### Text
[Start]

HALLIE EPHRON: I confess, it's taken me awhile to become comfortable with Millenials' romance with tattoos. I want to ask, "Don't you know your skin will sag when you get older?" "Do you really want that on you when you interview for a job?" "What's going to happen when you get tired of it? ... I want to ask, but don't.
My dear friend and author Vicki Stiefel (Chest of Stone) is far ahead of the curve on this. She's got them. And she's not a millennial.
So here's a page from Vicki Stiefel... how tattoos twine through her real life and her fiction.
VICKI STIEFEL: I take the receipt
from the clerk.
“Is it real?” He
points to the tattoo on my finger, the one with all the flowery vines.
“Yes, it is.”
“Really?” His tone
bubbles with skepticism.
The urge to reply
with snark is strong, but all I say is, “Really.”
I assume his
disbelief is because I'm not a Twentysomething or a Goth or a biker, either,
although I do still possess a bit of the hippie I once was.
But, hello? Tattoos
have gone mainstream.

[End]

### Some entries
[Start]

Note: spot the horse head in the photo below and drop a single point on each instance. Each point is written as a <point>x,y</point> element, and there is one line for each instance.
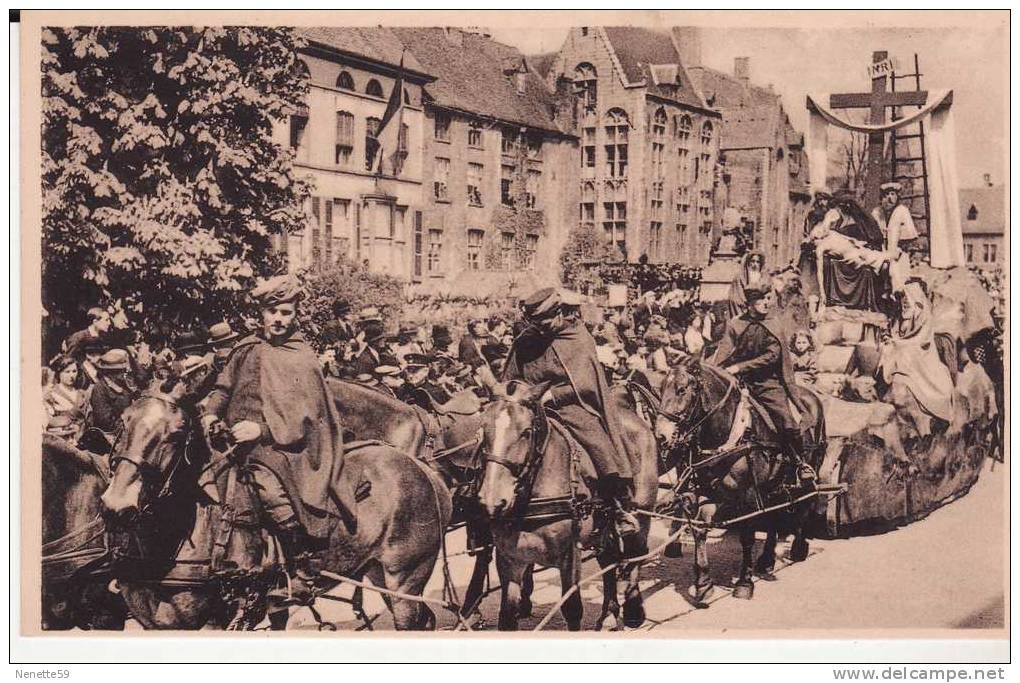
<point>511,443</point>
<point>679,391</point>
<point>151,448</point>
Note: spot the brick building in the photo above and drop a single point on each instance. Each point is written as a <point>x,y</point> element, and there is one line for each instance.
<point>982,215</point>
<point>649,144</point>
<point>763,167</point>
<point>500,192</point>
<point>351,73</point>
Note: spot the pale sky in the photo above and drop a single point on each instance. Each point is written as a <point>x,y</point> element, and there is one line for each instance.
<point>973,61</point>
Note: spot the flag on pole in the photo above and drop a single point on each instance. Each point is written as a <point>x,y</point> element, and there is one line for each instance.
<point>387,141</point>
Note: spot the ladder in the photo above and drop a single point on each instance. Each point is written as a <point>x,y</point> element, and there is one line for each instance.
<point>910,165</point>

[End]

### Exercise requirements
In the text about tattoos, where is the tattoo that the clerk asks about?

### Result of this task
On her finger; it's the one with all the flowery vines.